▶ [EXERCISE TASK] Reproduce each of the items below word for word, without changing any of their lines.

▶ [GIVEN ENTRIES]
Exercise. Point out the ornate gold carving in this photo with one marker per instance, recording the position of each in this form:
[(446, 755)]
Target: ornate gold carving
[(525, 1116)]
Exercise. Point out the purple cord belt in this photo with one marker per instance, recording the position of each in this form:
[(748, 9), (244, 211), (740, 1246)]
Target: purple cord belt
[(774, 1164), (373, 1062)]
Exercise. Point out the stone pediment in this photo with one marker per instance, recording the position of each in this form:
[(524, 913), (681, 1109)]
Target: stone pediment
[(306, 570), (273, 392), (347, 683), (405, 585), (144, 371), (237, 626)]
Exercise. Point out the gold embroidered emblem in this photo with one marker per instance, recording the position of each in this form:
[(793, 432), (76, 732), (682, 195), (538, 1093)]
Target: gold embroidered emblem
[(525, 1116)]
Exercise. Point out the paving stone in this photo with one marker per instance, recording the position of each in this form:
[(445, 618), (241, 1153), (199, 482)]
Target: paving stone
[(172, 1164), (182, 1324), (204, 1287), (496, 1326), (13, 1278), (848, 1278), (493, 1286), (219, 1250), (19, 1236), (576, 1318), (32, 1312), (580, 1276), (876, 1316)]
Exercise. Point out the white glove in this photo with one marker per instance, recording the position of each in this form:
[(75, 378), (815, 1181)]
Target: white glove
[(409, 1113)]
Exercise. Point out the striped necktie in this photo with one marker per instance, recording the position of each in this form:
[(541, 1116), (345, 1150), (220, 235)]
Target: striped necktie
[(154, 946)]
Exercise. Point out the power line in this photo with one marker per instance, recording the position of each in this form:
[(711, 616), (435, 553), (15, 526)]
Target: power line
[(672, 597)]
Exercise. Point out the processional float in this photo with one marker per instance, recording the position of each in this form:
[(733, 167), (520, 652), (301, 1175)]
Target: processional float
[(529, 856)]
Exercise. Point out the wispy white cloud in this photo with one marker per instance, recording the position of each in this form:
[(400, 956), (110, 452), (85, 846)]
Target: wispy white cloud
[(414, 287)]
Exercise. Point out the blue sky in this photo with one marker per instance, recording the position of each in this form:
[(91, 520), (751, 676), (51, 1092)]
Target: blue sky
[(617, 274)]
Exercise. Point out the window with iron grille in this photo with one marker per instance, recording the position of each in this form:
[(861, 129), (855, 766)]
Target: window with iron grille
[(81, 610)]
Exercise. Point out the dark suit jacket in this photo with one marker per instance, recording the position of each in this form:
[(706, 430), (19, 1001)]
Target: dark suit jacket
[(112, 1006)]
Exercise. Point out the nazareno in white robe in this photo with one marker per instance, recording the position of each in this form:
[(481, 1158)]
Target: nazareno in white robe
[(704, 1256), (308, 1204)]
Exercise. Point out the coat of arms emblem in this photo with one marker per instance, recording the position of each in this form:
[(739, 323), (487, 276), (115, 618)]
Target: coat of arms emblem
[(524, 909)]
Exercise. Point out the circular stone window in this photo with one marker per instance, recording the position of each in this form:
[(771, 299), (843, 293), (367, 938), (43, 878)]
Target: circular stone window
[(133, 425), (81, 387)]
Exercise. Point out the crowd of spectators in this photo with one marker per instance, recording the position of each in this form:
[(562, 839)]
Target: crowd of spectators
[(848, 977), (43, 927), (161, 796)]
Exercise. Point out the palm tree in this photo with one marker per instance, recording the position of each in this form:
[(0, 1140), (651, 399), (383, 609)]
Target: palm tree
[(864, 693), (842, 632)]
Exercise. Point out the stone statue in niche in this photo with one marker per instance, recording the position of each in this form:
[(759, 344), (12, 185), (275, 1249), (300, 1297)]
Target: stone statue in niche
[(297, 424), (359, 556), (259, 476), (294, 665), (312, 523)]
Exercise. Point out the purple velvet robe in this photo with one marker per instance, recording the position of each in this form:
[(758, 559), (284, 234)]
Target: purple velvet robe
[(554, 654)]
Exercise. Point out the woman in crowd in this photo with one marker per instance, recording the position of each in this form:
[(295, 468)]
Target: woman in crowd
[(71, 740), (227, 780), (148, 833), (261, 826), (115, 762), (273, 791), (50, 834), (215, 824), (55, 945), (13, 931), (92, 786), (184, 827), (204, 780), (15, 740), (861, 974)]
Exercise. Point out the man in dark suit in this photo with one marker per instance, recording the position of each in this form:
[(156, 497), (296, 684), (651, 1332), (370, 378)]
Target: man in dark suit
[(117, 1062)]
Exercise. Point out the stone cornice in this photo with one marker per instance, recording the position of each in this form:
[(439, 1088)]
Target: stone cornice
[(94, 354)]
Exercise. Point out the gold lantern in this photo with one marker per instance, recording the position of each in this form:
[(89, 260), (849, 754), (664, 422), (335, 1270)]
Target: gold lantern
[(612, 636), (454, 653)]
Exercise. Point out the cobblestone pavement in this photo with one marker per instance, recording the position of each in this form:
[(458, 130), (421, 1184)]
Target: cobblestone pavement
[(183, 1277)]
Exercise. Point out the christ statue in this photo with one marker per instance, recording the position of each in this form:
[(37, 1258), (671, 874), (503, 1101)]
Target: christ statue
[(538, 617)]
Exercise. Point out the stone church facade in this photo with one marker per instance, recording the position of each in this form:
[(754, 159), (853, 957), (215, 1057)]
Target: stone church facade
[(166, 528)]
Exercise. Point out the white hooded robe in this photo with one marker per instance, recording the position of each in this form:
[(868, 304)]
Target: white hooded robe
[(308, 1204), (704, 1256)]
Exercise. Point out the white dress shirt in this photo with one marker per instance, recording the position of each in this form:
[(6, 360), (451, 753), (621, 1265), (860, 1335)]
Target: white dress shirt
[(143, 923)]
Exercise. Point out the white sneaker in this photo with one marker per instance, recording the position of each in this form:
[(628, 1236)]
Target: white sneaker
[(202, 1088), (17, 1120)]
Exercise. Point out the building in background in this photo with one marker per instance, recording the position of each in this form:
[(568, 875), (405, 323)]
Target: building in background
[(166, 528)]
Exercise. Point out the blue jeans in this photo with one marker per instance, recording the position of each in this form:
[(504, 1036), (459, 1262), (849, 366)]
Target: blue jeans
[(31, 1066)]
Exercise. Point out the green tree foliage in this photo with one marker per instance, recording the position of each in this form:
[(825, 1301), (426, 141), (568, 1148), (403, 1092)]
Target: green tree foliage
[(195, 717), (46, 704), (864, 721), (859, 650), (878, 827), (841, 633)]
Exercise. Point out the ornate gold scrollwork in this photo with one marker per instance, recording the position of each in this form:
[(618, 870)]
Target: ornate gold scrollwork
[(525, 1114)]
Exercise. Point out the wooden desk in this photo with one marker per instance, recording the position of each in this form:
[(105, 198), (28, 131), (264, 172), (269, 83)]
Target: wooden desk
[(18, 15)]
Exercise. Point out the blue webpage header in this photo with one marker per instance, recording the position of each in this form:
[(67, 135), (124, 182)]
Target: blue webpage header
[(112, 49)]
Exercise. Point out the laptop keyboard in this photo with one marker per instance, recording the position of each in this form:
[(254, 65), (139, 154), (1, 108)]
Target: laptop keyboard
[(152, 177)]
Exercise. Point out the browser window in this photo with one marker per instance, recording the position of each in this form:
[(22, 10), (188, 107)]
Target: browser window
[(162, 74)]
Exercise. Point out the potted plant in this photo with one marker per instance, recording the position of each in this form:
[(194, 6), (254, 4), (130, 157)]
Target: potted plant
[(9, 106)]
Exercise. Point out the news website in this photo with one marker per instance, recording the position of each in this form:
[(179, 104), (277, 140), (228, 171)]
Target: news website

▶ [THE RESULT]
Exercise. Point out the ornate gold carving in this photo with one marker per instance, recording the position of each in this form:
[(446, 755)]
Target: ornate gold carving
[(525, 1116)]
Exercise. Point out the purple cord belt in this photo with one marker per instance, recording the position of each in this form:
[(748, 9), (244, 211), (740, 1246)]
Target: purple cord belt
[(774, 1164), (373, 1062)]
Exercise. Point out the stone pediment in this photo with one marker per instance, recording the position of each in this form:
[(524, 913), (681, 1109)]
Target: stone pediment
[(306, 570), (273, 392), (347, 683), (405, 585), (144, 371), (237, 626)]
Exercise. Point out the gold embroidered emblem in this photo with one marker per instance, recording the position of each in this form:
[(793, 432), (76, 732), (682, 195), (538, 1093)]
Target: gold embroidered emblem
[(525, 1116)]
Exercise. Point out the paving stone in this photo with one marker per instance, recording the position of each in this form:
[(445, 618), (241, 1153), (199, 482)]
Target: paving stone
[(172, 1164), (182, 1324), (204, 1287), (496, 1326), (13, 1278), (848, 1278), (493, 1286), (219, 1250), (19, 1236), (576, 1318), (32, 1312), (580, 1276), (876, 1316)]
Exercise. Point out the white glove in this photo with one marker per instance, recording the position of each in this form:
[(75, 378), (815, 1181)]
Target: white glove
[(409, 1113)]
Exercise. Point out the striped necktie in this photo with one marker per instance, recording the position of each in this form:
[(541, 1116), (345, 1150), (220, 235)]
Target: striped necktie
[(154, 946)]
Exercise. Point out the power line in this photo with one marker per instance, recording the position of each in this form:
[(711, 616), (435, 553), (15, 526)]
Target: power line
[(672, 597)]
Exercise. Point out the processional float in this photo with one marker per instance, recording the position of each in this form:
[(733, 167), (520, 652), (301, 1175)]
Target: processional float
[(529, 856)]
Exercise. Point out the wispy white cloud in this photo with one marker per instance, recording the position of each in this form:
[(400, 956), (110, 452), (85, 846)]
Target: wispy white cloud
[(414, 287)]
Exercise. Point out the blue sky in this photo with one marker per instance, recording the position of each in this form:
[(91, 520), (751, 676), (51, 1092)]
Target: blue sky
[(617, 274)]
Exercise. Point out the window with iron grille in this photo with one marker per instance, recording the position of each in this form:
[(861, 129), (855, 766)]
Target: window with iron grille
[(81, 610)]
Exercise. Point out the dark suit jacket in this photo with one marker per instance, recording the position of each in this form:
[(706, 430), (19, 1001)]
Target: dark suit jacket
[(112, 1006)]
Exercise. Point out the nazareno in white robe in this photo with one marker per instance, recording the position of each in this form:
[(481, 1158)]
Target: nazareno in white robe
[(704, 1256), (308, 1204)]
Exercise. Point out the coat of arms emblem in this photo with one marker per instance, recording the position of each in this form:
[(739, 323), (487, 276), (115, 618)]
Target: coat of arms emblem
[(524, 909)]
Exercise. Point out the circular stone window in this photo with one marker per instance, recording the position of each in this form:
[(771, 299), (843, 293), (367, 938), (43, 878)]
Target: circular stone window
[(133, 425), (81, 387)]
Exercise. Point out the crowd of spectators in this photo with one marker per instance, recording the position of each in this form:
[(562, 839)]
Target: crowd of spectators
[(848, 977), (43, 927), (161, 796)]
Exercise. Point out the palm tree in this photo with one marker per instance, recording the position of each in this form:
[(0, 1140), (651, 399), (383, 609)]
Target: palm tree
[(864, 693), (842, 632)]
Exercise. Point out the stone statue in niche in this photo with one marker per instance, recording the position of each in this form:
[(759, 344), (12, 185), (275, 1249), (300, 1297)]
Target: stone statue in niche
[(297, 424), (359, 556), (259, 476), (294, 665), (312, 523)]
Exercise. Point out the purple velvet robe in this photo with one marker per instance, recording the position of each in this form:
[(758, 559), (284, 234)]
Target: purple velvet robe
[(554, 654)]
Exercise. Point out the woman in crowd in this photo with one marker per instance, recording the position of each in this form:
[(295, 468)]
Target: woman in crowd
[(71, 740), (227, 780), (148, 833), (261, 826), (115, 762), (273, 791), (50, 834), (215, 824), (55, 945), (13, 931), (92, 786), (184, 827), (204, 780), (15, 740), (861, 974)]
Exercise. Point out the man in dark suit in this photo with one marker per instance, recording the position of each in this form:
[(156, 497), (296, 684), (651, 1332), (370, 378)]
Target: man in dark suit
[(117, 1062)]
Exercise. Point out the stone cornice in this photo with one marker per instance, recording the position of each in this form:
[(439, 1088)]
Target: stone cornice
[(94, 354)]
Exercise. Point out the gold lantern in this photo with one marker per instance, recording the position of each in this form:
[(89, 260), (849, 754), (664, 422), (335, 1270)]
Target: gold lantern
[(612, 636), (454, 653)]
Exercise. Point out the cobblestone pavement in this photo with one marker per instance, recording the position of each in this form:
[(458, 130), (421, 1184)]
Target: cobblestone pavement
[(183, 1277)]
Exercise. Point out the christ statue in this photo with one marker per instance, recording the position of each in this form:
[(37, 1258), (671, 874), (503, 1101)]
Target: christ statue
[(538, 617)]
Exercise. Point out the stone church facade in this photo with one marker per instance, recording the position of each in this form:
[(754, 159), (853, 957), (215, 1057)]
Target: stone church facade
[(166, 528)]
Exercise. Point out the white hooded robe in this photo with one marker per instance, recording the position of each in this form:
[(868, 304)]
Target: white hooded robe
[(308, 1204), (704, 1256)]
Exercise. Point out the white dress shirt in this photo with one marker per instance, recording the position of each in this form:
[(6, 360), (451, 753), (621, 1265), (860, 1335)]
Target: white dress shirt
[(143, 923)]
Exercise. Point out the white sneaker in this photo with one marker per instance, recording the position of each in this form:
[(628, 1236)]
Target: white sneaker
[(202, 1088), (17, 1120)]
Exercise. Point out the building in background in this photo with one marker per instance, recording the position of each in this form:
[(568, 875), (405, 323)]
Target: building in background
[(166, 528)]
Exercise. Point out the blue jeans in this photo with one marker per instance, recording the position of each in this form:
[(504, 1036), (459, 1262), (849, 366)]
Target: blue jeans
[(31, 1066)]
Exercise. Point out the green tree foliage in this photo with one marker per instance, recording the position of each in this form:
[(825, 1301), (426, 141), (568, 1148), (403, 1092)]
Target: green tree foliage
[(195, 717), (46, 704), (864, 721), (859, 650), (878, 827), (841, 633)]
Exercise. Point out the ornate gold scrollwork in this photo with one marker per instance, recording the position of each in this form:
[(618, 870)]
Target: ornate gold scrollwork
[(525, 1114)]
Exercise. Point out the wooden desk in this photo with one marker per instance, recording the position of each in this form:
[(105, 198), (28, 131), (264, 172), (269, 83)]
Target: wooden desk
[(18, 15)]
Exercise. Point out the blue webpage header in this photo with one marker per instance, recording the position of each in this form:
[(67, 135), (124, 182)]
Target: blue webpage header
[(112, 49)]
Exercise. Point out the laptop keyboard in this photo with one marker per instance, recording the position of each in this form:
[(254, 65), (139, 154), (1, 108)]
Target: laptop keyboard
[(152, 177)]
Exercise. Point out the browser window in this photo with one marker per instance, recording the position of each in this form:
[(22, 10), (188, 107)]
Target: browser window
[(162, 74)]
Exercise. Point out the potted plant in this photo with one marker per instance, recording the position of each in this form:
[(194, 6), (254, 4), (130, 157)]
Target: potted plant
[(9, 106)]
Exercise. Point out the news website in this photo with one marker per instance, recording the position of each in this form:
[(179, 104), (277, 140), (228, 171)]
Target: news website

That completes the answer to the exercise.